Set task
Return the listing word for word, as given.

Information shown
* begin *

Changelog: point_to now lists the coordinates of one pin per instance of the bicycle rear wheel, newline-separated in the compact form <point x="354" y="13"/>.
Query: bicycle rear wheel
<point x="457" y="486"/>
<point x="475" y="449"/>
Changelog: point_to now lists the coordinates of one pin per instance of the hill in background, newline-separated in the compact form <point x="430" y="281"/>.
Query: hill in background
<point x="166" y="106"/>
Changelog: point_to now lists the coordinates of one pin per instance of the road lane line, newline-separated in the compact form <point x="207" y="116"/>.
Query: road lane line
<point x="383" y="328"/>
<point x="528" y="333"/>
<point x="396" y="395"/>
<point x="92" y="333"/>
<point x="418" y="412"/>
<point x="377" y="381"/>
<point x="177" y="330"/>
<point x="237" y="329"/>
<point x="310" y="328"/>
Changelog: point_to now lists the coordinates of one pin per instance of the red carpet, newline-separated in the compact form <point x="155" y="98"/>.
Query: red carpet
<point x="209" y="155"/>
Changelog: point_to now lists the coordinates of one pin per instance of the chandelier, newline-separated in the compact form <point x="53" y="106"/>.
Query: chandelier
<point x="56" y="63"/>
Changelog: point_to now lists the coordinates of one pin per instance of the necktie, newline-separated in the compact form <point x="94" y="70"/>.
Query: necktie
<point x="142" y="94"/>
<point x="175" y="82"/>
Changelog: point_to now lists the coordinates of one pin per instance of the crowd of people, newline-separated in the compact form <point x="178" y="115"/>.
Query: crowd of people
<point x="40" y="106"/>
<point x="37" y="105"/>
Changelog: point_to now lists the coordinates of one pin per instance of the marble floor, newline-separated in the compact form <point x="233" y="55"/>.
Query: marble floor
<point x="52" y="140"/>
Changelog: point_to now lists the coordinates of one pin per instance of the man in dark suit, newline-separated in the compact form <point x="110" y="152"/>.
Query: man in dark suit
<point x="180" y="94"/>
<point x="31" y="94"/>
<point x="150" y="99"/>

* end *

Written response
Changelog: point_to now lists the coordinates of one pin per instance of the bicycle rear wheel, newline-separated in the compact form <point x="354" y="13"/>.
Query: bicycle rear wheel
<point x="457" y="486"/>
<point x="475" y="449"/>
Changelog: point_to now lists the coordinates of one pin per instance of the hill in background, newline-separated in the compact form <point x="430" y="281"/>.
Query: hill in background
<point x="166" y="106"/>
Changelog: point_to now lists the coordinates of one pin per instance of the road lane line, newline-separated in the compact form <point x="207" y="116"/>.
Query: road lane line
<point x="383" y="328"/>
<point x="528" y="333"/>
<point x="396" y="395"/>
<point x="92" y="333"/>
<point x="418" y="412"/>
<point x="377" y="381"/>
<point x="177" y="330"/>
<point x="237" y="329"/>
<point x="310" y="328"/>
Changelog: point_to now lists the coordinates of one pin per instance of the red carpet, newline-separated in the compact form <point x="155" y="98"/>.
Query: red carpet
<point x="209" y="155"/>
Changelog: point_to now lists the coordinates of one pin per instance of the chandelier, newline-separated in the compact form <point x="53" y="106"/>.
Query: chandelier
<point x="56" y="63"/>
Changelog: point_to now lists the coordinates of one pin per instance of the necktie, newline-separated in the compact form <point x="94" y="70"/>.
Query: necktie
<point x="142" y="94"/>
<point x="175" y="82"/>
Changelog: point_to now lists the coordinates of one pin per instance of the crowd of people, newline-separated in the compact form <point x="178" y="115"/>.
Query: crowd of people
<point x="40" y="106"/>
<point x="37" y="105"/>
Changelog: point_to now lists the coordinates of one pin per instance of the marble floor, newline-separated in the compact form <point x="233" y="55"/>.
Query: marble floor
<point x="52" y="140"/>
Changelog: point_to now lists the coordinates of one pin per instance of the man in dark suit, newline-separated in the compact form <point x="110" y="152"/>.
Query: man in dark suit
<point x="180" y="94"/>
<point x="31" y="94"/>
<point x="150" y="99"/>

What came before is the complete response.